◆ Dataset:
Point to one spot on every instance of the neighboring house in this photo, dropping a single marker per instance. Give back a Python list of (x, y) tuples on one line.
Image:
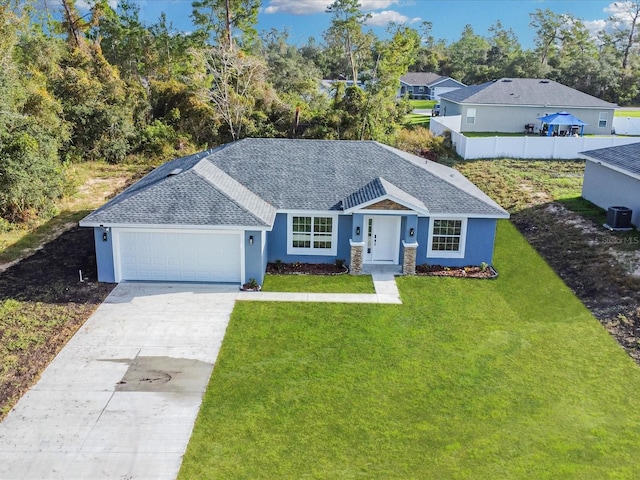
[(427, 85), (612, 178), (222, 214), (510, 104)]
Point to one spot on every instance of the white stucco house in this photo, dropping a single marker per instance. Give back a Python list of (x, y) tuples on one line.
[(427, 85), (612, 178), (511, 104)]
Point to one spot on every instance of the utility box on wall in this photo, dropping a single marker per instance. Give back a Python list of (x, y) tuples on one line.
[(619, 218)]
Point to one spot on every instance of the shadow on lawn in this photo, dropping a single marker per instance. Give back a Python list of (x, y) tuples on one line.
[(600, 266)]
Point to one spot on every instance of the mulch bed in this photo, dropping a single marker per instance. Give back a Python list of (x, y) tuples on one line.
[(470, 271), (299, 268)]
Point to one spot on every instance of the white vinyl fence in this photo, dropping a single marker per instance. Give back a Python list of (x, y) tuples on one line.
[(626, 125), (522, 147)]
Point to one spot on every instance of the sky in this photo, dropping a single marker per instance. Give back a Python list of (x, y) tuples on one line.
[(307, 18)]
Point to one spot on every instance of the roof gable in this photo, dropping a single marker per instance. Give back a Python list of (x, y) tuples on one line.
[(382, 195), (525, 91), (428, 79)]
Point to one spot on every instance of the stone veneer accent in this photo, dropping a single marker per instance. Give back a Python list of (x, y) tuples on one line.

* * *

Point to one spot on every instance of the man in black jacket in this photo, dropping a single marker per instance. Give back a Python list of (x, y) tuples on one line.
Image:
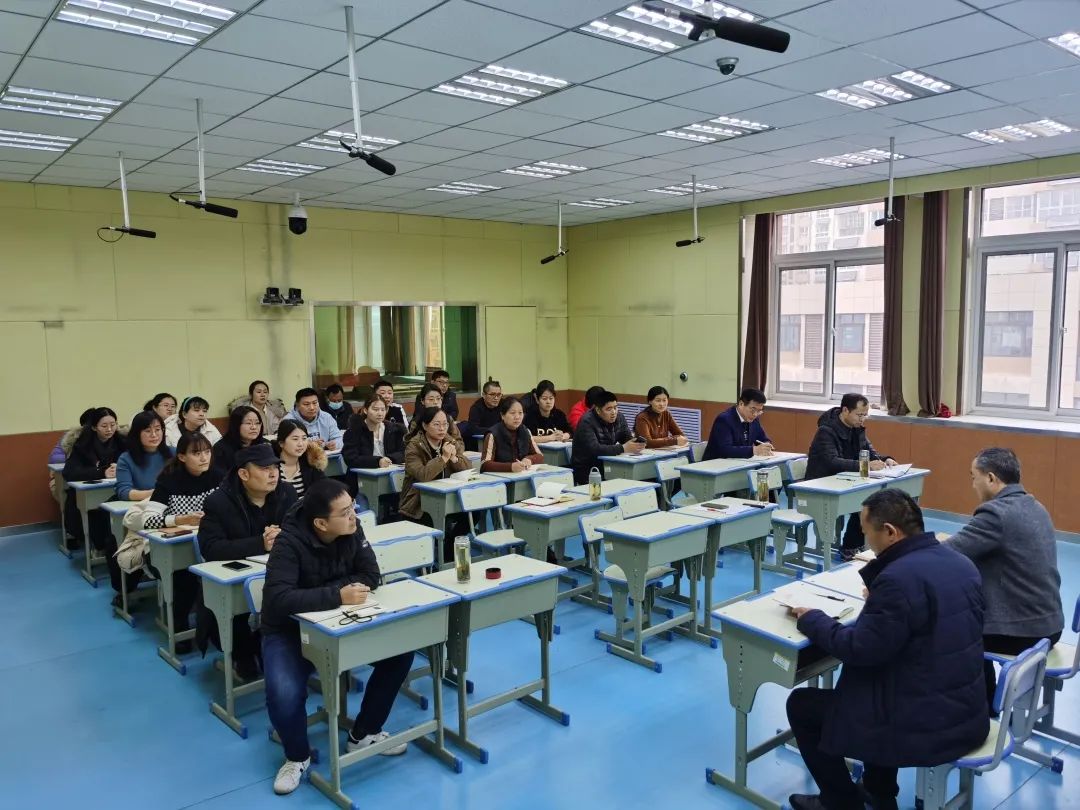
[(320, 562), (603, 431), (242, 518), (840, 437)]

◆ Challenge:
Filter the data above down to the lines that contain the string "white", matching case exactly.

◆ The solution:
Point to one spot on every instance of the white stucco house in this photo, dropping a single marker per instance. Give back a Python list of (x, y) tuples on one line.
Point to one spot on every instance of the white vinyl fence in this photo, dropping a single marker per instance. Give back a Python list of (x, y) tuples on one line.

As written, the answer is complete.